The task -
Having located "the boat canopy" in the records below, repeat exactly the line it is on and all subsequent lines, ending with the last.

Given records -
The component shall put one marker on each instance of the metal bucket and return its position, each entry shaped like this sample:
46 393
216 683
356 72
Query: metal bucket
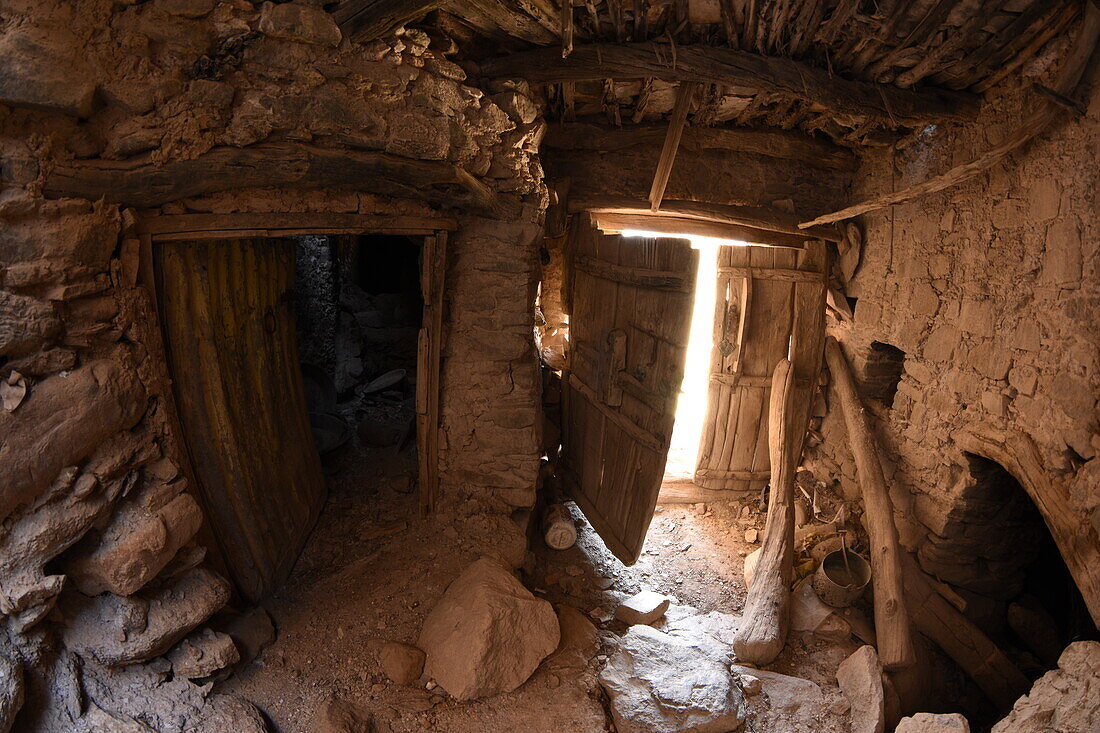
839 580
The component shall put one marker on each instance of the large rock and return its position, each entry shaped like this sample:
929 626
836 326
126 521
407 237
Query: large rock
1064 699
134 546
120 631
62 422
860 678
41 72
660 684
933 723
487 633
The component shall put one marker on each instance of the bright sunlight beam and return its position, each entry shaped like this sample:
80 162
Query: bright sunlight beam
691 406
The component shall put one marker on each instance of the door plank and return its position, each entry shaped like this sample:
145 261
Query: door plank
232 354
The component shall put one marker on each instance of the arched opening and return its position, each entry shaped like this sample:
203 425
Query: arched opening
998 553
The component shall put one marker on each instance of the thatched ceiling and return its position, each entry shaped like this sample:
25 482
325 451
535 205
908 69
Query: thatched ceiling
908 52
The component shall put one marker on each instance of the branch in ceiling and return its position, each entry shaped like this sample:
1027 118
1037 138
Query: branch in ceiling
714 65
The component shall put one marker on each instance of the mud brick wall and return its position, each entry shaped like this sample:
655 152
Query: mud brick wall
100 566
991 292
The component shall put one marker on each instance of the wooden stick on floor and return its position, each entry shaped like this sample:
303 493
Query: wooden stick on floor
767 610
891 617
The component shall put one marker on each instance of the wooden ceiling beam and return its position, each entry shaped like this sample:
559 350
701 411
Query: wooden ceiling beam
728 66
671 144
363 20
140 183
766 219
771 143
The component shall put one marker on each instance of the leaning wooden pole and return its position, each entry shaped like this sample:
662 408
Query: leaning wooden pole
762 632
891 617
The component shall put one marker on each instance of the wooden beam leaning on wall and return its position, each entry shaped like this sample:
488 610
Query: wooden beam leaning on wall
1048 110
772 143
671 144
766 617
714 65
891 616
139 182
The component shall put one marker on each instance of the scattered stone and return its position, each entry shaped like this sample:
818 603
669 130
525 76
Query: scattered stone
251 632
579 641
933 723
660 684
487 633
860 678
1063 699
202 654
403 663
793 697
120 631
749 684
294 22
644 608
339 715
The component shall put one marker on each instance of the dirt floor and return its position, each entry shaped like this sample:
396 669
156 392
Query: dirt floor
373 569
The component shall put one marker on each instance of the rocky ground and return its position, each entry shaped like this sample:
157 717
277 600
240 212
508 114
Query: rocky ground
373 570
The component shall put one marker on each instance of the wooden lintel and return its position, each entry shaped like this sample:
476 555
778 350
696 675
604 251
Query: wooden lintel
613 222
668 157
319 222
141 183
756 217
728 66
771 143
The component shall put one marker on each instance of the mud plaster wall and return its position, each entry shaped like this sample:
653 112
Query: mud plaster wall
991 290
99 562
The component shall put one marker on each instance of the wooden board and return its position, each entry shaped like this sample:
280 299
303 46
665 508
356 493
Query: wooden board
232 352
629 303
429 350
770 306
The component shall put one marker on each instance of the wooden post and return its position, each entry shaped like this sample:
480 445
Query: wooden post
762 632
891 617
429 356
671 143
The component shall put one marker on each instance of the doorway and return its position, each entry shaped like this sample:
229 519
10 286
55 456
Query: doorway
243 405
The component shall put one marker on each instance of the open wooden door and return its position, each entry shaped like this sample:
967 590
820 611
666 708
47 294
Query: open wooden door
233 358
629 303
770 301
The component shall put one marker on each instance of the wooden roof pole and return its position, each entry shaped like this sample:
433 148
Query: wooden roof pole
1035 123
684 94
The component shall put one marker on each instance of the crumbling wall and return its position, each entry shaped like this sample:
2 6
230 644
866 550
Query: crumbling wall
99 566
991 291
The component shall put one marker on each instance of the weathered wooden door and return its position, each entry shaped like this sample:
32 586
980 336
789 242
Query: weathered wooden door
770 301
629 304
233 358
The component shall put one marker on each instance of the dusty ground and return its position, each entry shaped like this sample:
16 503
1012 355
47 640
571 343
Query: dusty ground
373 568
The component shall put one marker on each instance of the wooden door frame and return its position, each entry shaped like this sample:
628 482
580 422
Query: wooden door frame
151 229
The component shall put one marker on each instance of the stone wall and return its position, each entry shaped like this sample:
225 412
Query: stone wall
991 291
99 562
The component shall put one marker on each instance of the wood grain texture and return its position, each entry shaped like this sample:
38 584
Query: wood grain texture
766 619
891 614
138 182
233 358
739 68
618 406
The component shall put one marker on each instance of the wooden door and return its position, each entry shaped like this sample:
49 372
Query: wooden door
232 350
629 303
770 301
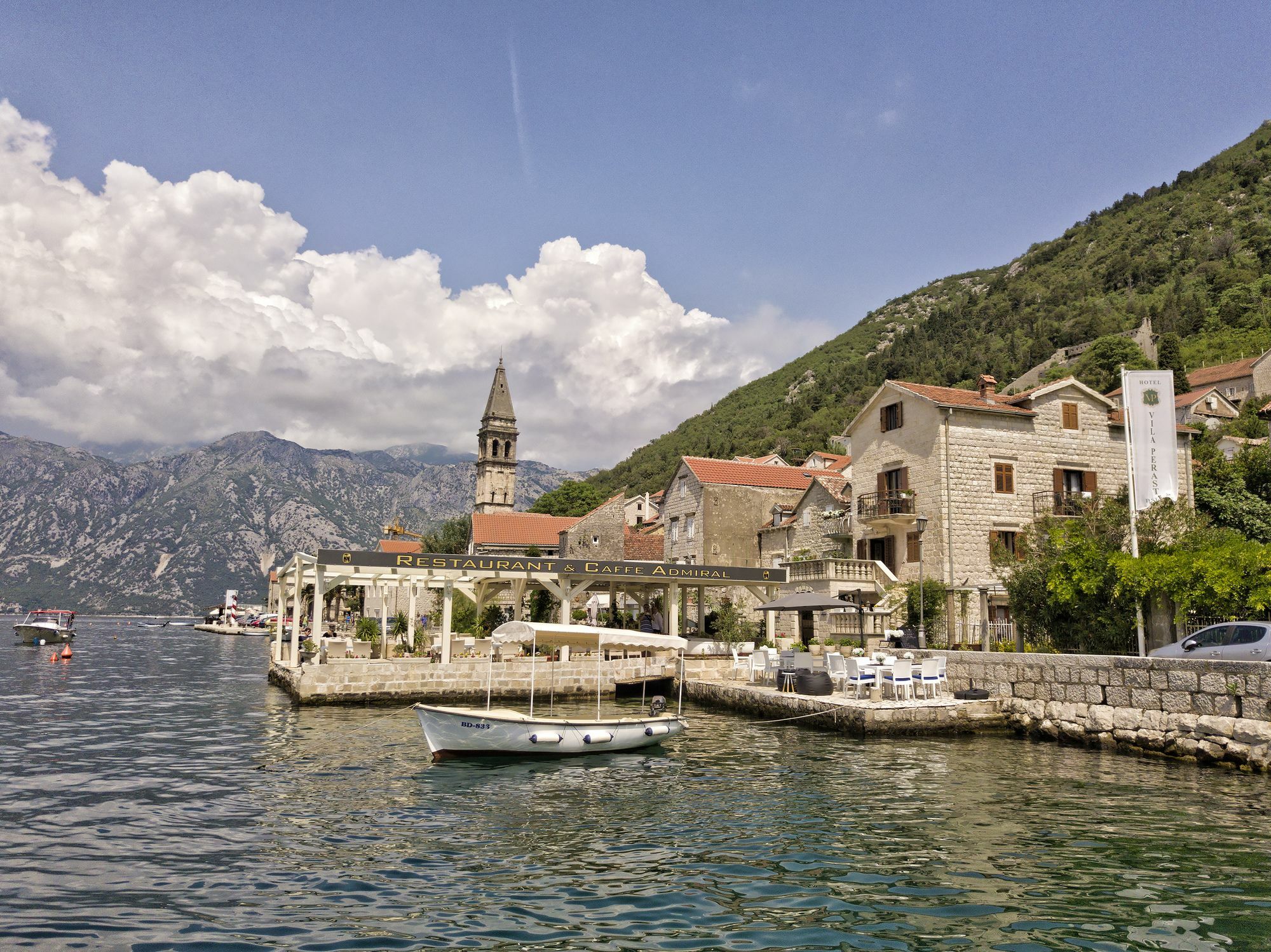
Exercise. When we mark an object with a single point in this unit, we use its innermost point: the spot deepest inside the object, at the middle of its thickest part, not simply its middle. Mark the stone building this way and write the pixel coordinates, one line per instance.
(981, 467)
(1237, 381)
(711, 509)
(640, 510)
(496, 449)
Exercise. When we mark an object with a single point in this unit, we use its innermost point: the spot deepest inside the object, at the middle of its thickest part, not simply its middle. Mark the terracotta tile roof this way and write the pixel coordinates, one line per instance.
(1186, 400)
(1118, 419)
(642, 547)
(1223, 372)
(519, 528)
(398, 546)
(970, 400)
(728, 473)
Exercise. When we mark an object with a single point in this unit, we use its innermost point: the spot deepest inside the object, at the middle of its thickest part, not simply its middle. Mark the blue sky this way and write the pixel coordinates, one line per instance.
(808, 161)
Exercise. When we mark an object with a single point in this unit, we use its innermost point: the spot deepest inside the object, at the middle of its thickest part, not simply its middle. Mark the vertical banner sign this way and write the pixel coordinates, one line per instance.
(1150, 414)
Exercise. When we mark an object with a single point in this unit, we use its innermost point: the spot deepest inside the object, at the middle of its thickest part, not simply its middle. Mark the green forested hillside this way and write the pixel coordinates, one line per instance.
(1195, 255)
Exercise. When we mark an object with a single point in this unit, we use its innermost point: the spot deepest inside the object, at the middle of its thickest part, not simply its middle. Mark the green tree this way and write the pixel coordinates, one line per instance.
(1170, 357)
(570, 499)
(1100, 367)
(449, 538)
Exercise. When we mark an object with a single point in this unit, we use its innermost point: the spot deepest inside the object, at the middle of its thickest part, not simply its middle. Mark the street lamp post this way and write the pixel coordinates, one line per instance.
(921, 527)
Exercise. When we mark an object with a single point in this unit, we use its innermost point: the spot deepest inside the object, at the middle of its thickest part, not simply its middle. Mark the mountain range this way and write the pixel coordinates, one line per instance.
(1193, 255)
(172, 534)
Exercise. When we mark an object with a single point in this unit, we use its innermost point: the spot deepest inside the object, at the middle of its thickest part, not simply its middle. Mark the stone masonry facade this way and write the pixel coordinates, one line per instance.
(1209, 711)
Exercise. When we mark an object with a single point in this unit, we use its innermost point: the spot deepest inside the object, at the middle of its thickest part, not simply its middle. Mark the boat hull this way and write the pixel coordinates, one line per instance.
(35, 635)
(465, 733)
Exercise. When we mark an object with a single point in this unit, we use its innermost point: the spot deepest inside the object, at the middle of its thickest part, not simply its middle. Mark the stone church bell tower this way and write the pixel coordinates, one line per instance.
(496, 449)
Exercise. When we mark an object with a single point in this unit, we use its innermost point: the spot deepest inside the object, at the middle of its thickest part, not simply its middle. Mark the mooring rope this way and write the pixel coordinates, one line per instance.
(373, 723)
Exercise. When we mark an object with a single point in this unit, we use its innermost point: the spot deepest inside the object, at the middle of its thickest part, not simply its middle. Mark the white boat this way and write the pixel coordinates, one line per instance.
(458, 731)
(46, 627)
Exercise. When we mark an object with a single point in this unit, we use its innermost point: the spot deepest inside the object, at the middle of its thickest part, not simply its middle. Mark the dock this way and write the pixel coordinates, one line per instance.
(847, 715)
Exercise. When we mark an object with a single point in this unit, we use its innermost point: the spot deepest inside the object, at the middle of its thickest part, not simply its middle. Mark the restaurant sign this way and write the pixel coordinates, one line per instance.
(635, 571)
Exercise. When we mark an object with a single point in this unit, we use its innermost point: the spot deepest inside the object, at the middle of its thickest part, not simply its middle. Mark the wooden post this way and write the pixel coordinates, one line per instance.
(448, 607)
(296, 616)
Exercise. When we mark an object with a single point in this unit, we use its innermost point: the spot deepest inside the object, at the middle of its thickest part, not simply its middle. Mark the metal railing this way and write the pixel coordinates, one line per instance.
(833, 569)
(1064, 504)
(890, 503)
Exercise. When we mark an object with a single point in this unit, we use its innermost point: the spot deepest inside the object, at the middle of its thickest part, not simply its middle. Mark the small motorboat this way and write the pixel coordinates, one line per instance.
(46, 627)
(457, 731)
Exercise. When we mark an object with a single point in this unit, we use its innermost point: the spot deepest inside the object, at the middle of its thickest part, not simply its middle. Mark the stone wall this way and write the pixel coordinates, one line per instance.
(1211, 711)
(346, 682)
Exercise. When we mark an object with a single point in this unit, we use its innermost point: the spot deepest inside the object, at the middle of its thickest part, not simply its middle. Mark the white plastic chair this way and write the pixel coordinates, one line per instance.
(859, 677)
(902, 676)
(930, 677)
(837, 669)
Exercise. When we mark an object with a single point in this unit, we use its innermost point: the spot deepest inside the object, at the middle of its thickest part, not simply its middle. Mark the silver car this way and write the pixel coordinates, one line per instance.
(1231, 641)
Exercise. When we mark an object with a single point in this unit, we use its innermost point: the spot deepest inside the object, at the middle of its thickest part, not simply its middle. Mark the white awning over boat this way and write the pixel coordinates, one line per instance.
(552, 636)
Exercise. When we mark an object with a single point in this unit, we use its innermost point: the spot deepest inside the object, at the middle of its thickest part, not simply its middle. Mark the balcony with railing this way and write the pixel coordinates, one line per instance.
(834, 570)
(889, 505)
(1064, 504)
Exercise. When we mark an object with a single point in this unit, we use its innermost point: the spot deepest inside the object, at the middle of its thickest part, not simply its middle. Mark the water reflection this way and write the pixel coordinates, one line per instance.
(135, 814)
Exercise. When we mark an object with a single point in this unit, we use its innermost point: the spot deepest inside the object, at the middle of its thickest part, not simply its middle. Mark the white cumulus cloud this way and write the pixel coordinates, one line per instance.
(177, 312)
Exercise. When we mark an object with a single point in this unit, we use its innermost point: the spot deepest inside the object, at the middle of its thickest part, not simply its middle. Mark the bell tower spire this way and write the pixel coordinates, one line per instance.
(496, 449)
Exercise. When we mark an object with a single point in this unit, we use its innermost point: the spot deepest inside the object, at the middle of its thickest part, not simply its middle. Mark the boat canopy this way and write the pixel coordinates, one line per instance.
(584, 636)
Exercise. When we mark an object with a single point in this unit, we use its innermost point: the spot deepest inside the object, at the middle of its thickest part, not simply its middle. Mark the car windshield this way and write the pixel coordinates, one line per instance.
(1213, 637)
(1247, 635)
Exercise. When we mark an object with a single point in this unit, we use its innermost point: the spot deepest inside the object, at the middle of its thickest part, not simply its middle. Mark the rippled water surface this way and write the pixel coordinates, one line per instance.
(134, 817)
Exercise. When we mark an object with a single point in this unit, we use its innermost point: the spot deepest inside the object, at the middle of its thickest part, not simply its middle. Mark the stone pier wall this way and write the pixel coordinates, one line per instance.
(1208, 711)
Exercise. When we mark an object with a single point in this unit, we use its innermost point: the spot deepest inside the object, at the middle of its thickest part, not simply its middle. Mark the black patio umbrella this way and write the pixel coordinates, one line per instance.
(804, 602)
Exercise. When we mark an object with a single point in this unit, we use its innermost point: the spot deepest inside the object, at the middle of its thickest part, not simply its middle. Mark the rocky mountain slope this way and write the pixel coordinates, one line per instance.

Written response -
Exercise. When we mark an object with a single point in this unit, we use its innermost point: the spot deepest inside the object, at the middle of its thickest part, not simply its middle. Mark the boat canopy this way and write the pixel coordinates, one line per instance.
(584, 636)
Exercise. When we mark an object with a single point in this unit, we use its innermost point: the spot deepest inside the object, at the middle of its thickest part, not simply its middle. Mark the car windshield this way and write the pixel coordinates, one line per instance.
(1213, 637)
(1247, 635)
Exercise. When we mark an object with a single point in this unit, we use its innermost point: the spot deepest inside the object, at the middle of its thickest part, not simply its middle. Mark the rippled water surface this way and write the pixel coordinates, one line per instance.
(134, 817)
Exercise. When we mark an object with a single point in this unit, we use its innermost point: the spot deepest inside the object, at the middle of its thickest part, not simply its middle. Mark the stone pier wall this way and write the pixel coordinates, one line per instance.
(1208, 711)
Exercise. When we mark an object with a single point in this unit, we use its innermost point: the spot deepest inside the object, at the middle of its thickest part, not simply its middle. Mark the black patio umbrella this way and write the pixel coordinates, one line per instance.
(804, 602)
Exercise. When we mark an object with a single point in this unit, we use its innermost point: the spot deepest inside the object, at the middle of its thickest part, not simply its middle. Mark the rocky mountain slope this way and write the pixel coordinates, one line per instance.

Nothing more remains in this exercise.